MATERIAL TO PROCESS
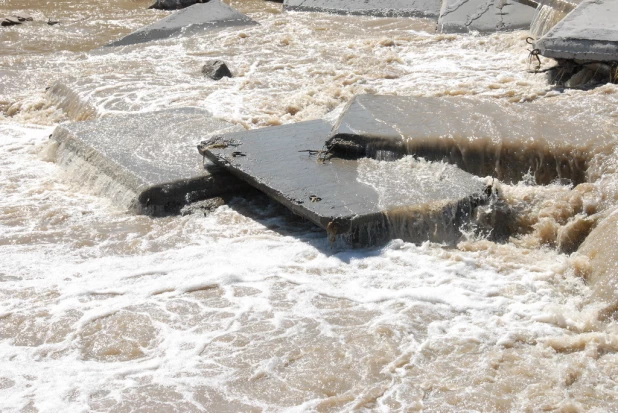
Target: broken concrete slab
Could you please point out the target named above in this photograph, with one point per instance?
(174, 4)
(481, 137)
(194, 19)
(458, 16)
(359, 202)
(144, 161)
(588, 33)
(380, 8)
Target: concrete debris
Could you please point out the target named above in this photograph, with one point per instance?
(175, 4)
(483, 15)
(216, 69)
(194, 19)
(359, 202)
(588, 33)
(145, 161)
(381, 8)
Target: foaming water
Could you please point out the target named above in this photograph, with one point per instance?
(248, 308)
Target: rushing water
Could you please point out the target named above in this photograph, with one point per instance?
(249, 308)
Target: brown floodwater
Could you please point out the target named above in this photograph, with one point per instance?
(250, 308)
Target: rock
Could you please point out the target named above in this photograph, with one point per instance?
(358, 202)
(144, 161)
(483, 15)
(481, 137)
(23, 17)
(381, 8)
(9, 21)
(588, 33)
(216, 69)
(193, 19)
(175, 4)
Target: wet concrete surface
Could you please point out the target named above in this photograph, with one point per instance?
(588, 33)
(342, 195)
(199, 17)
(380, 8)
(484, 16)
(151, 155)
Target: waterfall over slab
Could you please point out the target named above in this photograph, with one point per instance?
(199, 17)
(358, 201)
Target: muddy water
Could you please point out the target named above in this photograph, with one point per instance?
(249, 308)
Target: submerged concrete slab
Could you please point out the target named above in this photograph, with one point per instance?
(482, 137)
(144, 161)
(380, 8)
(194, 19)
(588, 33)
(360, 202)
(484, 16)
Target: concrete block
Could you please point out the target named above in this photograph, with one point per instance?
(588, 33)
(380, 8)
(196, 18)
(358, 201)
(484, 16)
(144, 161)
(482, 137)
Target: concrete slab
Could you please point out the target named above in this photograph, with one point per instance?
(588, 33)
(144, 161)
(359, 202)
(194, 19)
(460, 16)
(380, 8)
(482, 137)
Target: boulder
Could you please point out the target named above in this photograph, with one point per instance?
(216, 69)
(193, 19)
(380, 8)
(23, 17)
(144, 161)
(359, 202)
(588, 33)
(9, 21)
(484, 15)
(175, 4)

---

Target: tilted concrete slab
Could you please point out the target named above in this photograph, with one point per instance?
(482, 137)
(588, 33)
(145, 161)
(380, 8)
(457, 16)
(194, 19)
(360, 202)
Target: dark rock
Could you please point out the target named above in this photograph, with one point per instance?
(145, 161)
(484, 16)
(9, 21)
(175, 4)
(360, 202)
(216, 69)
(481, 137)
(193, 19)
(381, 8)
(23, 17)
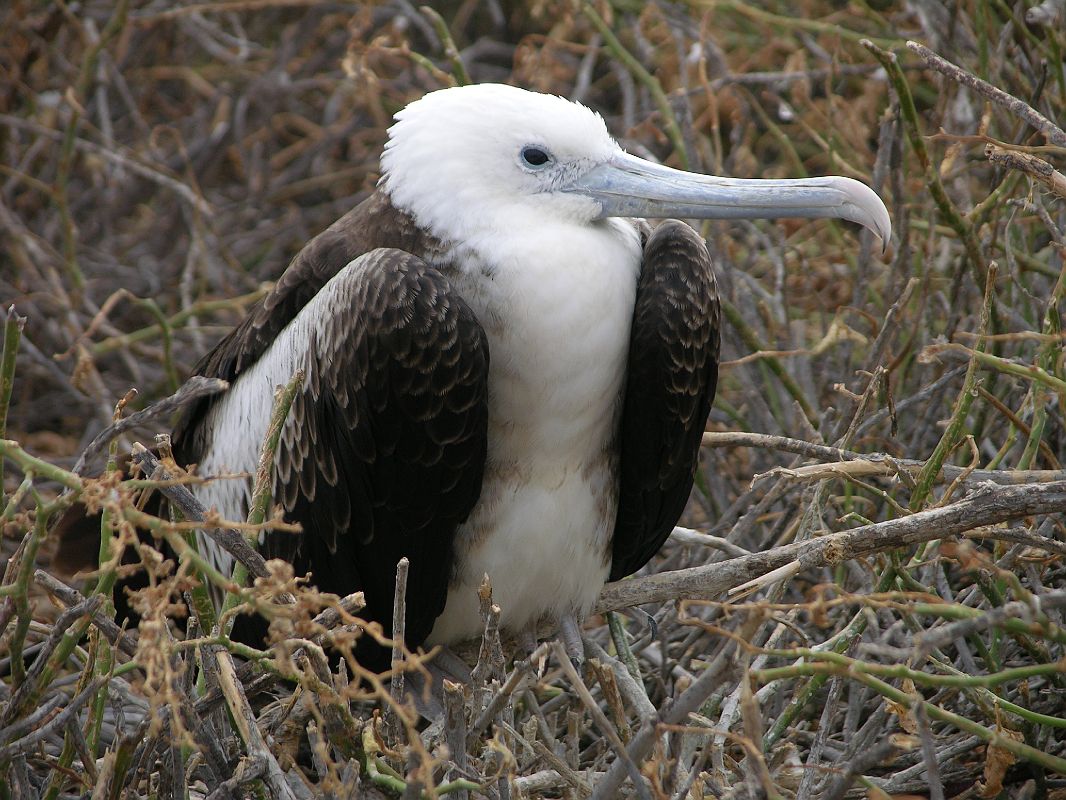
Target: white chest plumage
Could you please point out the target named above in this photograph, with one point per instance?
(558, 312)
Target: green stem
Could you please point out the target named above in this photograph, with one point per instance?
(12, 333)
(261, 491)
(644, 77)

---

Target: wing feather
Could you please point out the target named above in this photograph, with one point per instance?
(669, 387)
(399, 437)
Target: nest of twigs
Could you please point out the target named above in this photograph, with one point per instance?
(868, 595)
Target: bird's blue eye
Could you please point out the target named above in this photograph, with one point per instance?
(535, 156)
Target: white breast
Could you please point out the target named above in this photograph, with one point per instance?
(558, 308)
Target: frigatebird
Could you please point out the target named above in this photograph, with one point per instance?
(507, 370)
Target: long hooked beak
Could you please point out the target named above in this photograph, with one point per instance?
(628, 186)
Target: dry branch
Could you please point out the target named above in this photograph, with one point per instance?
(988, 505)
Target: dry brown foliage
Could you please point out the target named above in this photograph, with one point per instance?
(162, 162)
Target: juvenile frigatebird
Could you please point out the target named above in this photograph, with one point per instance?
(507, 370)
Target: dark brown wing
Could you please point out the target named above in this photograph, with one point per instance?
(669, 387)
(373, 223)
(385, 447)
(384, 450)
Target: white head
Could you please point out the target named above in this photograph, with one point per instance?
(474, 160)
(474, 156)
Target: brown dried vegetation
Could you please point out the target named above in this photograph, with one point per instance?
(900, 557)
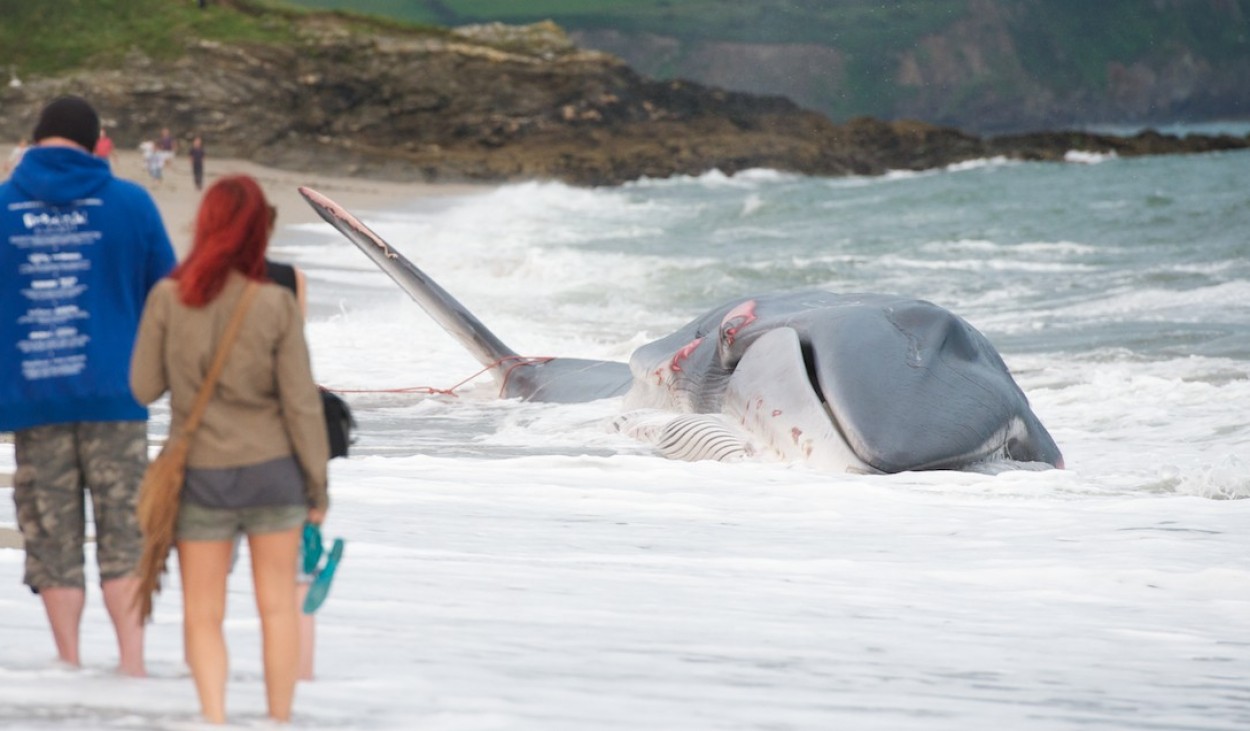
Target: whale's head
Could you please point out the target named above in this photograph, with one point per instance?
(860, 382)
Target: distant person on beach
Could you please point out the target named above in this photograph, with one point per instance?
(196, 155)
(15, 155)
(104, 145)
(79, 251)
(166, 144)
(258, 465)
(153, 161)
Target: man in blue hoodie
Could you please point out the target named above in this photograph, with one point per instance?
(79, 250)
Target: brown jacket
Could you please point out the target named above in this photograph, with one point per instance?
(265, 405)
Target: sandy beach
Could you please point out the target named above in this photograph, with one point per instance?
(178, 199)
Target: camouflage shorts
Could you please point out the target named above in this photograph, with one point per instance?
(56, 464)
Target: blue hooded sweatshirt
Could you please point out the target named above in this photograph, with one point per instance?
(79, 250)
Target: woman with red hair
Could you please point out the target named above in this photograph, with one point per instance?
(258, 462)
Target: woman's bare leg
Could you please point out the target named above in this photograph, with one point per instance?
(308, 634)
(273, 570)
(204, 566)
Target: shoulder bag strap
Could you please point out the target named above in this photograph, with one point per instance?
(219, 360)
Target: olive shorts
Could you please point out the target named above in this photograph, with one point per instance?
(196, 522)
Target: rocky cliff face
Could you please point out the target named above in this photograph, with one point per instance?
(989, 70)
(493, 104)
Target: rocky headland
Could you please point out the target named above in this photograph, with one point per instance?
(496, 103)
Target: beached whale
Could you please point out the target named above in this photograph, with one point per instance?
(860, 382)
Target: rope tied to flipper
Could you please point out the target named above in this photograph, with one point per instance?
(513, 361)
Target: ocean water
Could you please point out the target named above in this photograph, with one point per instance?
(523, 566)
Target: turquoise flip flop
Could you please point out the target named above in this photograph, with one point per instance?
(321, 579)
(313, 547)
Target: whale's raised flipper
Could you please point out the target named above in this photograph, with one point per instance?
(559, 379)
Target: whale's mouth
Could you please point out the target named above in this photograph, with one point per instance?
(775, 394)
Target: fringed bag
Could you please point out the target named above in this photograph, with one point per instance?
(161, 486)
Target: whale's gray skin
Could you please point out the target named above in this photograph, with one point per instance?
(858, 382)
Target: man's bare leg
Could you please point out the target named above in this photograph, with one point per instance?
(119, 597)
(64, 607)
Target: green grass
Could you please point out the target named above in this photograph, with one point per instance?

EXERCISE DIRECTIONS
Once you reach the line with "Target: shoulder bag strap" in the data above, copy it and every line after it exactly, up to and including the line with "Target: rocky cliff face".

EXERCISE RESULT
Target: shoulder bag strap
Could you please point out the target named above in this photograph, with one point per instance?
(219, 360)
Target: olive shorts
Could you please point out the target named above in this photograph, with one point per instance?
(196, 522)
Target: rocky cliff face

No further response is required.